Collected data
Segment Open

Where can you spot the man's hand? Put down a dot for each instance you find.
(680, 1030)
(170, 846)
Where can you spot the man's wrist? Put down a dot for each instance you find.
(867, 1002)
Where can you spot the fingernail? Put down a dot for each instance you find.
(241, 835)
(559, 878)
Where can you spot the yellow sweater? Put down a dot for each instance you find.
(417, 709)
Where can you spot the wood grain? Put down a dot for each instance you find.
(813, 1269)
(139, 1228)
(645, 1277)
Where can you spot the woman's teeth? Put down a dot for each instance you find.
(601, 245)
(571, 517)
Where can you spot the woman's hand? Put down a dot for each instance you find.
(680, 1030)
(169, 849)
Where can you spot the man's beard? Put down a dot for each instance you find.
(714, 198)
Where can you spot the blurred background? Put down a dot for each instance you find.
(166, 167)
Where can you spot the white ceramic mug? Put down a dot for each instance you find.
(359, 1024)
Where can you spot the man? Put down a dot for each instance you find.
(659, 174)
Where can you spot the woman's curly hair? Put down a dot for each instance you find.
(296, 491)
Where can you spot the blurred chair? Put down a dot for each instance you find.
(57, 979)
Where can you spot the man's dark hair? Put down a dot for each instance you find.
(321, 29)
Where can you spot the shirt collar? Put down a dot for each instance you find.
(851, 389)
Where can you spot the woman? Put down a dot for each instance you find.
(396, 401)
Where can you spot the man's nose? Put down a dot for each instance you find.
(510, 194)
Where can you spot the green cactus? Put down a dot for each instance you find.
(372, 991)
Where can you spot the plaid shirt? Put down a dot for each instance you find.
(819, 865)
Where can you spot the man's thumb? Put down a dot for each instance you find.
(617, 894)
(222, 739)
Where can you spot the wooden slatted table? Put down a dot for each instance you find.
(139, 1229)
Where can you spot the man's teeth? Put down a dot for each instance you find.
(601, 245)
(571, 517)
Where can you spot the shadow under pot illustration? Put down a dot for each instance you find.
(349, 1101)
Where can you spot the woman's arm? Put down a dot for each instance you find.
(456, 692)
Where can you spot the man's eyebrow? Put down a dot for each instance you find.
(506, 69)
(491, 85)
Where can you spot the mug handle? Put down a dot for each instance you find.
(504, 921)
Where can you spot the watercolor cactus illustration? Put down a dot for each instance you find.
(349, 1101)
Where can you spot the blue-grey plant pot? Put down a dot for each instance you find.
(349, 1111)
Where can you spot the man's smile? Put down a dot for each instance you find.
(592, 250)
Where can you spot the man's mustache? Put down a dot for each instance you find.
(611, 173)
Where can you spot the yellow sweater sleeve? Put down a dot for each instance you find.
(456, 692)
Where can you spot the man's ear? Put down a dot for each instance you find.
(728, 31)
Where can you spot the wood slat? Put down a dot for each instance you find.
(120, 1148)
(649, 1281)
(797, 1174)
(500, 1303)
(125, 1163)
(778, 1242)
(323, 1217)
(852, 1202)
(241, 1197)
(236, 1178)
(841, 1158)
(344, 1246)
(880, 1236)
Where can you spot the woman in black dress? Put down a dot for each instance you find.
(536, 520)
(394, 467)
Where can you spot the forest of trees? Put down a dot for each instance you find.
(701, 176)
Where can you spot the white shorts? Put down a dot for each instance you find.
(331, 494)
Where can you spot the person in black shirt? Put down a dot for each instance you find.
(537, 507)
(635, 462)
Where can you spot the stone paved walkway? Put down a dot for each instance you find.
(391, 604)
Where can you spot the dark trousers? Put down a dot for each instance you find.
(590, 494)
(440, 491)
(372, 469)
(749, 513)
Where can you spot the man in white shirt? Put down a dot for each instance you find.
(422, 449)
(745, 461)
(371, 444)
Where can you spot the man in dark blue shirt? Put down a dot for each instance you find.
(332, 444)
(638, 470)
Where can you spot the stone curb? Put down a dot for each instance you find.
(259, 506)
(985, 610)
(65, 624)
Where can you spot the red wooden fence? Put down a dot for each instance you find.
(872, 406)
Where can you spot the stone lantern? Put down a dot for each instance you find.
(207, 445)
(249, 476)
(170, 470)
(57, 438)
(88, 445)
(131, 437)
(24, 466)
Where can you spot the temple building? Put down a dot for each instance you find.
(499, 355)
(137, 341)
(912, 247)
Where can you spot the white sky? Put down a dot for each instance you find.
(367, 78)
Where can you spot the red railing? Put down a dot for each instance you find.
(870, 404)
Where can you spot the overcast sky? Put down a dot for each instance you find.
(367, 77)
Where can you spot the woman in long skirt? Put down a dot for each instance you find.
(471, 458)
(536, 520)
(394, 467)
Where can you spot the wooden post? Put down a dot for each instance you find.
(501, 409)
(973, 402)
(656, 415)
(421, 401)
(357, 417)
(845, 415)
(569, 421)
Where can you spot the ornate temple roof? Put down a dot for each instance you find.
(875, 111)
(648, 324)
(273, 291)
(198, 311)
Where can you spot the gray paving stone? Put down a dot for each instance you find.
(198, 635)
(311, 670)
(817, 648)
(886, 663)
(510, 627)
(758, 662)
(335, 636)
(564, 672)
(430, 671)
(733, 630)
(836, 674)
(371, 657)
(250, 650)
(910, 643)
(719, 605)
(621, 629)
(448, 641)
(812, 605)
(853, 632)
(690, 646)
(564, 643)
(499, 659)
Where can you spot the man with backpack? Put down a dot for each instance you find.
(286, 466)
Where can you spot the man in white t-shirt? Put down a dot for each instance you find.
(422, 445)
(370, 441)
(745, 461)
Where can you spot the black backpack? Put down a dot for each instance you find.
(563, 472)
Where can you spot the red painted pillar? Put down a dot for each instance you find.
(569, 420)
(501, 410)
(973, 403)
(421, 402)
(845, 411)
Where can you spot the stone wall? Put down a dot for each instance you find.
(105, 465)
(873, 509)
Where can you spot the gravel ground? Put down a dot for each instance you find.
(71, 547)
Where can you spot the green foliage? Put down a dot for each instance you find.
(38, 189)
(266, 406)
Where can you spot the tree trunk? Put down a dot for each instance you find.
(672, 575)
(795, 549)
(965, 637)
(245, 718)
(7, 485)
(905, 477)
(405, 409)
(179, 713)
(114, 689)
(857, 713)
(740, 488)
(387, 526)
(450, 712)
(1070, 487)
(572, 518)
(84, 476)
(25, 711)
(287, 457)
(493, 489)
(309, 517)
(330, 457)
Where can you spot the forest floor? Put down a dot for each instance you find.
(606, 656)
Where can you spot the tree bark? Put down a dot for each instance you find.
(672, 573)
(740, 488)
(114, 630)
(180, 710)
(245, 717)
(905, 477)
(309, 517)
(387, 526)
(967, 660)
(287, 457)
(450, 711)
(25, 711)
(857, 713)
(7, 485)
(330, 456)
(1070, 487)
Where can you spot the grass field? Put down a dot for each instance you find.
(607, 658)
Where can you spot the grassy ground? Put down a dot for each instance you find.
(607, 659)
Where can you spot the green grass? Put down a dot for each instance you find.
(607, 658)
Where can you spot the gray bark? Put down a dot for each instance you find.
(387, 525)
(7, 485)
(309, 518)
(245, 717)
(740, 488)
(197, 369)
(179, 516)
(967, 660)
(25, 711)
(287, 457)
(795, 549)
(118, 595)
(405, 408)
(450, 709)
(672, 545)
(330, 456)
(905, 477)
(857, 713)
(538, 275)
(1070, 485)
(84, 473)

Segment Closed

• _EXERCISE DIRECTIONS_
What is needed is a word-for-word copy of all the records above.

• _SOLVED PROBLEM_
Where can you spot the man's hand? Put down a dot for each instance you find.
(680, 1030)
(170, 846)
Where can you spot the man's wrist? Put down a dot for each instance you find.
(867, 1002)
Where can you spot the fingernail? Put down a dot for each instance you find.
(241, 835)
(559, 878)
Where can you spot the yellow sweater? Put down a dot for each instance you find.
(417, 709)
Where can you spot the wood grain? Put down a dot for each instance you find.
(813, 1269)
(139, 1228)
(645, 1277)
Where can you spot the woman's teeth? Put down a dot for each instance you find.
(601, 245)
(571, 517)
Where can you spot the woman's hand? Put down a dot for each instance you find.
(680, 1030)
(169, 849)
Where can you spot the man's beard? Put down a dot for each instance you find.
(714, 198)
Where can you spot the blurred background? Put down a dot for each instance you find.
(166, 167)
Where can you spot the white ceramic mug? Put down a dot for each instance you find.
(359, 1024)
Where can you spot the man? Put down a dot for each instance you find.
(659, 174)
Where can you spot the woman's curly hair? Put down a dot for each instance you find.
(296, 491)
Where can you spot the blurred chair? Put down a dot for each instance you find.
(57, 979)
Where can you spot the man's dark hair? Put down a dot for each instance you find.
(321, 29)
Where can you spot the shirt collar? Put down a dot for each instance you find.
(851, 389)
Where can you spot the woman? Put down a dot for each instance you find.
(396, 401)
Where can you spot the man's nose? Put down a dot for each instance you find.
(510, 194)
Where can you spot the green cactus? Put down a dot for each instance you find.
(372, 991)
Where can you spot the plaid shirt? Put down a dot for each instance you find.
(819, 865)
Where can you spot the man's thumb? Put down a dot for each instance you find.
(617, 894)
(222, 739)
Where can you spot the wooden slatted table? Put down a dot for each instance you find.
(139, 1229)
Where can you spot the man's teeth? Put down a dot for each instance you find.
(601, 245)
(571, 517)
Where can you spot the shadow under pot illustration? Put down a dot for each instance you find.
(349, 1101)
Where can you spot the woman's arm? Put down a dot for each instance you find.
(456, 692)
Where can you spot the man's eyebrow? Put down a dot for each instance you find.
(506, 69)
(491, 85)
Where can you spot the mug handle? Put down a dot for each instance you find.
(504, 921)
Where can you spot the watercolor cactus illustration? Put down a dot for each instance you find.
(349, 1101)
Where can you spot the blue-grey plant pot? Put down a dot for each instance you find.
(349, 1111)
Where can you spot the man's smile? Put down a dot for each instance you find.
(592, 250)
Where can you spot the man's mustache? Put down a dot for each instance you find.
(611, 173)
Where can you spot the yellow sweater sleeve? Put down a dot for each instance you find.
(456, 692)
Where can you spot the man's ear? Put down a dot for each instance you find.
(728, 31)
Where can you spot the wood slat? Put down a dot for each instance you find.
(120, 1148)
(649, 1281)
(797, 1174)
(500, 1303)
(125, 1163)
(778, 1242)
(323, 1217)
(852, 1202)
(241, 1197)
(236, 1178)
(841, 1158)
(344, 1246)
(880, 1236)
Where can you spot the woman in black dress? Put down a dot for each instance you find.
(536, 520)
(394, 467)
Where can you spot the forest of trees? Put down a dot for each instance you find.
(701, 176)
Where can you spot the white shorts? Put down a dot for each instance you find.
(331, 494)
Where can you spot the person in black shirt? Put down a dot for each instance you find.
(537, 507)
(635, 462)
Where can you spot the stone paved walkway? Put down a dot for each instance you find.
(391, 604)
Where can you spot the dark trousers? Put down a dot for each instance you find.
(590, 494)
(440, 491)
(372, 469)
(749, 513)
Where can you spot the man in white shirt? Put down a dot for each instance you find.
(422, 449)
(745, 461)
(371, 444)
Where can you spot the man in dark blue shirt? Put down a dot for each instance you find.
(332, 444)
(638, 470)
Where can you spot the stone curb? Put down a dot for each instance you find.
(259, 506)
(985, 610)
(65, 624)
Where can you spot the red wooden fence? Put down a dot for each instance you find.
(872, 406)
Where can you spot the stone lantern? Put down a dot for each instance you find.
(207, 445)
(249, 476)
(170, 470)
(57, 438)
(88, 445)
(131, 437)
(24, 466)
Where can you spot the temple building? Put down a dot for each instance you find.
(499, 355)
(137, 341)
(912, 247)
Where can you spot the white sky? Put down a dot for each instance you find.
(367, 78)
Where can you spot the red railing? Put down a dot for each instance you find.
(870, 404)
Where can you spot the overcast sky? Put down a dot for each instance you find.
(367, 77)
Where can you spot the woman in long skirt? Put down a dot for each instance you find.
(471, 458)
(536, 520)
(394, 467)
Where can you spot the wooden post? Put down a dot for each instance you find.
(501, 409)
(973, 402)
(656, 415)
(421, 401)
(357, 417)
(845, 415)
(569, 421)
Where can you spot the ornate temple roof? Put down a dot for each instance you find.
(875, 111)
(648, 324)
(273, 291)
(198, 311)
Where can you spot the gray paving stone? Put down a dot for each instance you find.
(198, 635)
(311, 670)
(817, 648)
(886, 663)
(510, 627)
(758, 662)
(335, 636)
(564, 672)
(430, 671)
(733, 630)
(836, 674)
(371, 657)
(250, 650)
(910, 643)
(719, 605)
(621, 629)
(448, 641)
(812, 605)
(853, 632)
(690, 646)
(564, 643)
(499, 659)
Where can you spot the man with backpack? Put down a dot for each instance you find.
(286, 466)
Where can you spot the man in white t-shirt? Put down a dot for each instance you find.
(422, 445)
(370, 441)
(745, 461)
Where can you spot the black backpack? Put down a dot for each instance you find.
(563, 472)
Where can you spot the red painted pillar? Put down a dot for each instance you find.
(569, 420)
(501, 410)
(973, 403)
(421, 402)
(845, 411)
Where can you spot the stone wall? Put down a dot for each instance you find.
(105, 465)
(873, 509)
Where can you spot the gravel ground? Put down a dot for each instance you find.
(71, 547)
Where can you spot the green foliage? Put down a dot for each instance you find.
(38, 189)
(266, 406)
Where can you spot the tree trunk? Put down a dot for each instance you find.
(672, 575)
(795, 549)
(965, 637)
(245, 718)
(7, 485)
(905, 477)
(405, 409)
(179, 713)
(114, 689)
(857, 713)
(740, 488)
(387, 526)
(450, 712)
(1070, 487)
(572, 518)
(84, 476)
(25, 711)
(287, 457)
(493, 489)
(309, 517)
(330, 457)
Where can you spot the forest floor? Put down a dot for each instance you find.
(606, 656)
Where can you spot the tree bark? Put down a dot for each instance you find.
(672, 573)
(740, 488)
(114, 630)
(180, 710)
(245, 717)
(905, 477)
(309, 517)
(387, 526)
(967, 660)
(287, 457)
(450, 711)
(25, 711)
(857, 713)
(7, 485)
(330, 456)
(1070, 487)
Where can you spot the grass field? Put down a dot for each instance you find.
(607, 658)
Where can you spot the grassy ground? Put down a dot for each instance you find.
(607, 659)
Where can you spot the green grass? Put down a dot for each instance you find.
(607, 658)
Where can you spot the gray bark? Put down a dot for each instance you find.
(387, 525)
(7, 485)
(309, 518)
(245, 717)
(740, 488)
(197, 369)
(179, 516)
(967, 660)
(25, 711)
(287, 457)
(795, 549)
(118, 595)
(405, 408)
(450, 709)
(672, 545)
(330, 456)
(905, 477)
(857, 713)
(538, 275)
(1070, 485)
(84, 473)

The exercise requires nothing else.